▶ **READING TEXT**:
·····

Why Tocaya?
Hollywood is undergoing a seismic shift. Labor strikes, AI, streaming, and box office decline signal deeper systemic issues beyond narrative quality or diversity. The film industry’s crisis is tied to global economic shifts, not just dwindling theater attendance. Theaters and TV networks use to balance audience demand with profitability, creating a feedback loop that sustained storytelling. Streaming disrupted this, prioritizing market dominance over storytelling. These platforms operate at a loss, relying on stock value and debt rather than direct audience engagement, eroding the mechanisms that once guided creative decisions.
As studios rush to compete in streaming, they weaken market signals and further consolidate control. Internationally, U.S. streaming giants flood markets with foreign content, limiting local storytelling while economic pressures reduce subsidies for filmmakers. Globalization has fueled demand for localized narratives, but these remain sidelined.
The industry now faces two crises: disconnecting stories from consumers and consolidating production. Private equity and conglomerates extract value from the creative process, driving up costs and diminishing resilience. This mirrors a broader systemic collapse, as foundational industries face disruptive shifts—from AI to renewable energy—demanding new business models.
Disruptions aren’t simple substitutions; they require rethinking structures, values, and collaboration. Without systemic change, industries will collapse under outdated frameworks. The solution lies in decentralized, collaborative networks and localized production—resilient models that adapt to rapid change, unlike short-term, profit-driven approaches that perpetuate failure.
We are Tocaya: A collective of artists rethinking film for the phase change. We aim to save storytelling and create community by expanding film beyond the screen into a collaborative multi-disciplinary system.

·····

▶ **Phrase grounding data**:
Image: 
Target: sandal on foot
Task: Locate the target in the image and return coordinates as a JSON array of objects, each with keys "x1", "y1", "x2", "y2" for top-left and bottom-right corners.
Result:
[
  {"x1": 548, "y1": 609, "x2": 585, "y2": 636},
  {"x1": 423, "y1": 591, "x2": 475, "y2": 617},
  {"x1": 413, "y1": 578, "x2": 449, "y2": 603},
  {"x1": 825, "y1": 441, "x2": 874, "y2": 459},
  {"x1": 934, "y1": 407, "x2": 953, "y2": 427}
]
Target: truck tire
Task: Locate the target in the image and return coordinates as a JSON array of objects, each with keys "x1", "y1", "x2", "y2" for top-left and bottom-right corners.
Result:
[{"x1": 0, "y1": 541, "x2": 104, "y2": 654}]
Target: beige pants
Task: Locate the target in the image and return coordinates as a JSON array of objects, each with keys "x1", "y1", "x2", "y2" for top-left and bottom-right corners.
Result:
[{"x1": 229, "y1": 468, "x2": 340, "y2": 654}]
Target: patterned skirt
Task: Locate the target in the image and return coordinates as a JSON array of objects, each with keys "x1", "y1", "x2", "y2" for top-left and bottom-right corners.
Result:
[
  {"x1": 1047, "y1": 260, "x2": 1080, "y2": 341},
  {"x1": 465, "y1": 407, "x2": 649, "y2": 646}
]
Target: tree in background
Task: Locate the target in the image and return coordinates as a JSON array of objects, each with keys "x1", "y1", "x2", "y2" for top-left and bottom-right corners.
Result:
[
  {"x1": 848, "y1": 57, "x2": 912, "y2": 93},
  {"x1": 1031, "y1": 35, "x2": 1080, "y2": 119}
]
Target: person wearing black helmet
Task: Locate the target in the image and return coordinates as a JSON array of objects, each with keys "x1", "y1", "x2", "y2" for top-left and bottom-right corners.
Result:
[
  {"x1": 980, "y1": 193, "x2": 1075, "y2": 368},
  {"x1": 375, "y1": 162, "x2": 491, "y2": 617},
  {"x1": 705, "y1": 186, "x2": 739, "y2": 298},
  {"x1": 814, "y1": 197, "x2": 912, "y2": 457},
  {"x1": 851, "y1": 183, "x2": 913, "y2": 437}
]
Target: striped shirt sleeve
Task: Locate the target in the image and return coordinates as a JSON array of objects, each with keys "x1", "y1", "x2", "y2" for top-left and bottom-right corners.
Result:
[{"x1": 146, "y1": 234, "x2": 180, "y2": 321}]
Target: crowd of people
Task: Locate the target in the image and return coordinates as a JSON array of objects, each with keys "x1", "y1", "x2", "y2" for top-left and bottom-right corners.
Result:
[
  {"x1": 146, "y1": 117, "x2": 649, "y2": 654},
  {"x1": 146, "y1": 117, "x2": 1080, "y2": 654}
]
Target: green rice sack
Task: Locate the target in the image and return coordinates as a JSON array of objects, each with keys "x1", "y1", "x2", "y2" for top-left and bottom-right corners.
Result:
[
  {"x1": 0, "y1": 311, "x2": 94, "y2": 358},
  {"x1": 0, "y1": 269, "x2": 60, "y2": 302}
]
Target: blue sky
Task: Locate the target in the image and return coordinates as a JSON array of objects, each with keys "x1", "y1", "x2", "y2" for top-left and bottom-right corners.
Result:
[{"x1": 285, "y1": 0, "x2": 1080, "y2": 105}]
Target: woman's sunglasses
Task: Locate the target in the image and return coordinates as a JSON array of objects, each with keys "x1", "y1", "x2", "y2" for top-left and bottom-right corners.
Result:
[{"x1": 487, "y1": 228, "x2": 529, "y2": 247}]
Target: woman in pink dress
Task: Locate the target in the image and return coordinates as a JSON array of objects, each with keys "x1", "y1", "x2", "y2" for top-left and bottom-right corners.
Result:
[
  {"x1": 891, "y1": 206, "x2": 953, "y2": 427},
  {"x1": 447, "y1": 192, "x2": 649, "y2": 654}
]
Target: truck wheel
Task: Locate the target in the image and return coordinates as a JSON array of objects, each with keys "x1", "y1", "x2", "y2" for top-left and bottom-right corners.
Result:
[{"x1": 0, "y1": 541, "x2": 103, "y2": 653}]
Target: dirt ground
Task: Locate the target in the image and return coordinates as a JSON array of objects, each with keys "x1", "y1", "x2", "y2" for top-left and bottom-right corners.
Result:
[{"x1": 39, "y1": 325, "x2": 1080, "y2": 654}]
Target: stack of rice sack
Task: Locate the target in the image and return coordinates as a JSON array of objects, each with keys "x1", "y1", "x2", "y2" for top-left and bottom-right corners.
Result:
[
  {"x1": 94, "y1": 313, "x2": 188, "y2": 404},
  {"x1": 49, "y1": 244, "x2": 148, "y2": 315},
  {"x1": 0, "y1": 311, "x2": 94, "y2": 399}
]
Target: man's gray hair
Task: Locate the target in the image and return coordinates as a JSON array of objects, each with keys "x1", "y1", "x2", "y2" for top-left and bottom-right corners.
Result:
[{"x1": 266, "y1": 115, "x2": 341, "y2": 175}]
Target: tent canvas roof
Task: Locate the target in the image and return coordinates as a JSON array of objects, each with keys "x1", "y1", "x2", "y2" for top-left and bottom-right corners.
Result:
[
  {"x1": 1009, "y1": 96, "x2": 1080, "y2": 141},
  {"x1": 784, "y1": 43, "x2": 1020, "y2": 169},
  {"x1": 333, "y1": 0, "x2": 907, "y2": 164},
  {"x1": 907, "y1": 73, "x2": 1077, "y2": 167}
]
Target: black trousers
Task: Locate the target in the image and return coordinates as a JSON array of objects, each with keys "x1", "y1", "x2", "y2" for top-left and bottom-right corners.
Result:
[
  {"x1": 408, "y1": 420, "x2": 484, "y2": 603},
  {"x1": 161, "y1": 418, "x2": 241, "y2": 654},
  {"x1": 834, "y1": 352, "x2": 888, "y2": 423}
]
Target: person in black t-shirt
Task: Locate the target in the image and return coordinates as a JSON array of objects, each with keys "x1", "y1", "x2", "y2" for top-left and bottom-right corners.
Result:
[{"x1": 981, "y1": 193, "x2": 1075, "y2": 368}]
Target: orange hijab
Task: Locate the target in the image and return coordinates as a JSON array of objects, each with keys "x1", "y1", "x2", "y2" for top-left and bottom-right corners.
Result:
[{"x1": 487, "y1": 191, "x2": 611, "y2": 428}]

·····

▶ **WORK ORDER 1**:
According to the text on Tocaya and Hollywood, what do streaming platforms rely on instead of direct audience engagement?
▶ **WORK ORDER 2**:
Pick up the text on Tocaya and Hollywood after its last sentence and keep writing.

▶ **RESULT 1**:
They rely on stock value and debt.

▶ **RESULT 2**:
The death of storytelling reflects the limitations of our interconnected system-state. The film industry, the dominant storytelling medium for the last century, remains tied to an outdated centralized system. Its collapse is marked by growing inequality (wage gaps between creators and stars), reduced resilience to shocks (pandemics and strikes), resistance to change (remakes and sequels), financial instability (declining box office revenue and streaming debt), and misapplied disruptive technologies like artificial intelligence.
The Tocaya Model
“Off-the-Screen”
In Tocaya’s system, a single film grows into various “off-the-screen” manifestations: performance, social intervention, art, fashion, and more. Every element of the production is treated as a collaboration, growing narrative from the seed of a script and building interconnected communities and expansive narratives.
Off-the-screen projects are part of the film, ocurring before and after its release. They are pre-marketing, post-marketing, publicity, research, community growth, collaborative activation, and evolve all together as one. This system builds communities throughout the project, offering audiences a journey through the different activations, forming a cohesive yet diverse narrative experience.
This decentralized approach creates a lasting narrative, a universe, beyond a 2-hour film. A single story creates multiple access points for different audiences, while also adapting to cultural shifts and technological changes. Tocaya’s films transcend form, spreading across real and virtual spaces, globally.
We cannot force people back into theaters, no matter how great the film. This outdated, linear approach fails to address today’s complexities. Instead, storytelling must be reimagined as a decentralized, interconnected network. Technologies demand horizontal systems that reflect modern realities. This shift requires moving beyond our saturated “me” culture to recognize the role of individuals within the whole. It means adopting interconnected solutions instead of singular approaches and fostering trust, empathy, and cooperation—a mindset that storytelling can help restore for humanity.
The Tocaya Principles
Tocaya prioritizes storytelling as a collective process where all creative contributions are valued equally. Every element of a narrative—visual, textual, or experiential—is integral to the whole. By fostering horizontal collaboration rather than hierarchical control, we create dynamic stories that incorporate diverse perspectives and evolve organically.
2. Community Engagement
Our storytelling emerges and engages with real-world dynamics, telling narratives that examine the tension and interdependence between individuals and their communities, and creating stories rooted in shared yet nuanced experiences.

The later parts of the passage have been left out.